## BEGIN DATA ROWS

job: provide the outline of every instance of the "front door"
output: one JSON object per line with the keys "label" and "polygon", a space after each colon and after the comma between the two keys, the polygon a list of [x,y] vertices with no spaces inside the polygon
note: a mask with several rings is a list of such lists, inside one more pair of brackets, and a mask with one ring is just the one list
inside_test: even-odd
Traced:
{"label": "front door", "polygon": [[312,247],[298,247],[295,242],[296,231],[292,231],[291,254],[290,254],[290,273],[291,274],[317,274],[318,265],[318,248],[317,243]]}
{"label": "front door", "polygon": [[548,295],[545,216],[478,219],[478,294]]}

## END DATA ROWS

## WHAT THE TASK ASKS
Convert every line of the items above into a numbered list, leaving out any blank lines.

## FINISHED ANSWER
1. job: provide the outline of every instance of the "front door"
2. output: one JSON object per line with the keys "label" and "polygon", a space after each colon and after the comma between the two keys, the polygon a list of [x,y] vertices with no spaces inside the polygon
3. note: a mask with several rings is a list of such lists, inside one more pair of brackets, and a mask with one ring is just the one list
4. inside_test: even-odd
5. Traced:
6. {"label": "front door", "polygon": [[312,247],[298,247],[295,242],[296,231],[292,231],[291,254],[290,254],[290,273],[291,274],[317,274],[318,265],[318,248],[317,243]]}
7. {"label": "front door", "polygon": [[548,295],[545,216],[478,219],[478,294]]}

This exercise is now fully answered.